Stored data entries
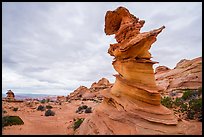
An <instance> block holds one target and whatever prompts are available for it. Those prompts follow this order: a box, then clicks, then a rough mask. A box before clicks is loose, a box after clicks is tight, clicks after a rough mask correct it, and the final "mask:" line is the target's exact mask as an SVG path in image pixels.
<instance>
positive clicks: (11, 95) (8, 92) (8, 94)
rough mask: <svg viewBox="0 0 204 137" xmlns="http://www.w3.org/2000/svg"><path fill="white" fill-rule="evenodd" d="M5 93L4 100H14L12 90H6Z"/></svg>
mask: <svg viewBox="0 0 204 137" xmlns="http://www.w3.org/2000/svg"><path fill="white" fill-rule="evenodd" d="M6 94H7V96H6V100H10V101H12V100H15V95H14V93H13V91H11V90H8V92H7V93H6Z"/></svg>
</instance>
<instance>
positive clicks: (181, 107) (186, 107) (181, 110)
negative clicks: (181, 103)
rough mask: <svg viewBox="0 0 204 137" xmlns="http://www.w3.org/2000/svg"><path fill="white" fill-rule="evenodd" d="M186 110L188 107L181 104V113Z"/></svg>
mask: <svg viewBox="0 0 204 137" xmlns="http://www.w3.org/2000/svg"><path fill="white" fill-rule="evenodd" d="M187 109H188V105H187V104H186V103H183V104H181V106H180V110H181V112H184V111H187Z"/></svg>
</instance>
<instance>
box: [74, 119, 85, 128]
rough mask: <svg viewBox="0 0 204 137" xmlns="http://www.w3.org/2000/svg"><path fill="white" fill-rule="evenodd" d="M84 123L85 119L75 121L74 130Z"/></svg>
mask: <svg viewBox="0 0 204 137" xmlns="http://www.w3.org/2000/svg"><path fill="white" fill-rule="evenodd" d="M83 121H84V118H78V119H74V125H73V129H74V130H76V129H77V128H79V127H80V125H81V123H82V122H83Z"/></svg>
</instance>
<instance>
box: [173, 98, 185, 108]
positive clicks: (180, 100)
mask: <svg viewBox="0 0 204 137" xmlns="http://www.w3.org/2000/svg"><path fill="white" fill-rule="evenodd" d="M173 104H174V105H175V106H177V107H178V106H180V105H181V104H183V100H182V99H181V98H176V100H175V101H174V102H173Z"/></svg>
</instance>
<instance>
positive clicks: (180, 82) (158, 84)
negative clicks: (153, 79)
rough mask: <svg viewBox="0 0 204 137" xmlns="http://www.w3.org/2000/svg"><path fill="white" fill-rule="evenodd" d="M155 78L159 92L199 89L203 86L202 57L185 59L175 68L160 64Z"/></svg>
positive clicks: (167, 92) (157, 70)
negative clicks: (200, 87)
mask: <svg viewBox="0 0 204 137" xmlns="http://www.w3.org/2000/svg"><path fill="white" fill-rule="evenodd" d="M155 78H156V84H157V86H158V88H159V92H161V94H164V95H168V94H169V93H171V92H176V91H178V92H180V91H182V90H185V89H198V88H199V87H202V57H198V58H195V59H192V60H186V59H183V60H181V61H180V62H179V63H177V65H176V67H175V68H174V69H169V68H167V67H165V66H159V67H157V68H156V70H155Z"/></svg>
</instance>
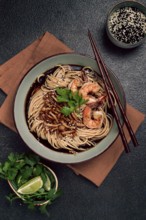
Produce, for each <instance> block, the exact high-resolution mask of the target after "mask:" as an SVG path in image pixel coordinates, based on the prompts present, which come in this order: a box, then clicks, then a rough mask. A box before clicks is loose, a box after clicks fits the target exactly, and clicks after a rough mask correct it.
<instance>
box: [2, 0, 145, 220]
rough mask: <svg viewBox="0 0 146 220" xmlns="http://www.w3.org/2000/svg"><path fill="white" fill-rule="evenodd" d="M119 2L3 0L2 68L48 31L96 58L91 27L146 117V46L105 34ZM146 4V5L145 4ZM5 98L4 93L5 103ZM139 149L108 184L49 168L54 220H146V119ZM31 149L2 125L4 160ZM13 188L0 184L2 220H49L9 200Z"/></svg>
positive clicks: (125, 163) (122, 84) (120, 157)
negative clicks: (108, 35) (51, 193)
mask: <svg viewBox="0 0 146 220" xmlns="http://www.w3.org/2000/svg"><path fill="white" fill-rule="evenodd" d="M117 2H118V1H116V0H111V1H108V0H80V1H79V0H73V1H72V0H61V1H59V0H58V1H57V0H37V1H33V0H0V64H2V63H4V62H5V61H6V60H8V59H9V58H11V57H12V56H13V55H15V54H16V53H18V52H19V51H20V50H21V49H23V48H24V47H26V46H27V45H28V44H30V43H31V42H32V41H34V40H35V39H36V38H37V37H39V36H40V35H42V34H43V33H44V32H45V31H49V32H51V33H52V34H54V35H55V36H56V37H57V38H59V39H61V40H62V41H63V42H64V43H66V44H67V45H68V46H69V47H70V48H72V49H73V50H74V51H76V52H78V53H84V54H87V55H91V56H93V53H92V50H91V46H90V43H89V40H88V37H87V29H88V28H90V30H91V31H92V33H93V34H94V36H95V39H96V42H97V45H98V47H99V49H100V51H101V53H102V56H103V58H104V59H105V60H106V64H107V65H108V66H109V67H110V68H111V69H112V70H113V71H114V72H115V74H116V75H117V77H118V78H119V79H120V81H121V83H122V85H123V87H124V90H125V93H126V98H127V101H128V102H129V103H130V104H131V105H132V106H134V107H135V108H137V109H138V110H140V111H142V112H144V113H146V89H145V85H146V44H144V45H142V46H140V47H139V48H136V49H133V50H123V49H119V48H117V47H115V46H113V45H112V44H111V43H110V42H109V40H108V39H107V37H106V34H105V21H106V16H107V13H108V11H109V9H110V7H111V6H112V5H114V4H115V3H117ZM141 2H142V3H145V1H144V0H143V1H141ZM3 100H4V94H3V93H2V92H0V101H1V103H2V102H3ZM137 138H138V140H139V143H140V146H139V147H138V148H135V149H134V148H132V145H131V148H132V149H133V150H132V152H131V153H130V154H128V155H127V154H125V153H123V155H122V156H121V157H120V159H119V160H118V162H117V164H116V165H115V167H114V168H113V169H112V171H111V172H110V174H109V175H108V177H107V178H106V180H105V181H104V182H103V184H102V185H101V186H100V188H97V187H95V186H94V185H93V184H92V183H90V182H89V181H87V180H86V179H84V178H82V177H79V176H76V175H75V174H74V173H73V172H72V171H71V170H70V169H68V168H67V167H66V166H64V165H59V164H55V163H52V164H50V165H51V166H52V167H53V169H54V170H55V171H56V173H57V175H58V178H59V185H60V187H61V188H62V190H63V195H62V196H61V197H60V198H59V199H58V200H57V201H56V202H55V203H54V204H52V205H51V206H50V207H49V212H50V218H49V219H53V220H60V219H63V220H74V219H76V220H89V219H91V220H110V219H111V220H117V219H119V220H129V219H132V220H145V219H146V121H144V123H143V124H142V125H141V127H140V128H139V130H138V132H137ZM12 151H14V152H16V151H17V152H26V151H29V150H28V148H27V147H26V146H25V144H24V143H23V141H22V140H21V138H20V137H19V135H18V134H15V133H14V132H12V131H11V130H9V129H8V128H6V127H5V126H3V125H0V161H4V159H5V158H6V157H7V156H8V154H9V153H10V152H12ZM9 193H10V188H9V187H8V185H7V183H6V182H5V181H0V220H20V219H21V220H24V219H27V220H32V219H37V220H41V219H44V220H45V219H48V218H47V217H46V216H42V215H41V214H40V213H39V212H37V211H36V212H32V211H29V210H28V209H27V208H26V206H25V205H22V204H20V202H19V201H16V202H14V203H13V204H12V205H11V206H10V205H9V203H8V202H7V200H6V199H5V196H6V195H7V194H9Z"/></svg>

**Problem to solve**
Check each line above for the string "after" and copy the ones that have it.

**Exercise response**
An <instance> block holds one target and whatever prompts are available for it. Those prompts follow this order: a box, then clicks, then a rough mask. A box before clicks is loose, a box after clicks is tight, clicks after a rough mask correct it, and the final "mask:" line is the target's exact mask as an SVG path in image pixels.
Produce, for each <instance> block, the exact high-resolution mask of the target after "mask:" as an SVG path in image pixel coordinates, based on the prompts present, which come in this order: a box, then clicks, then a rough mask. A box before clicks is loose, a box after clicks fits the target exactly, and clicks after a rough mask correct it.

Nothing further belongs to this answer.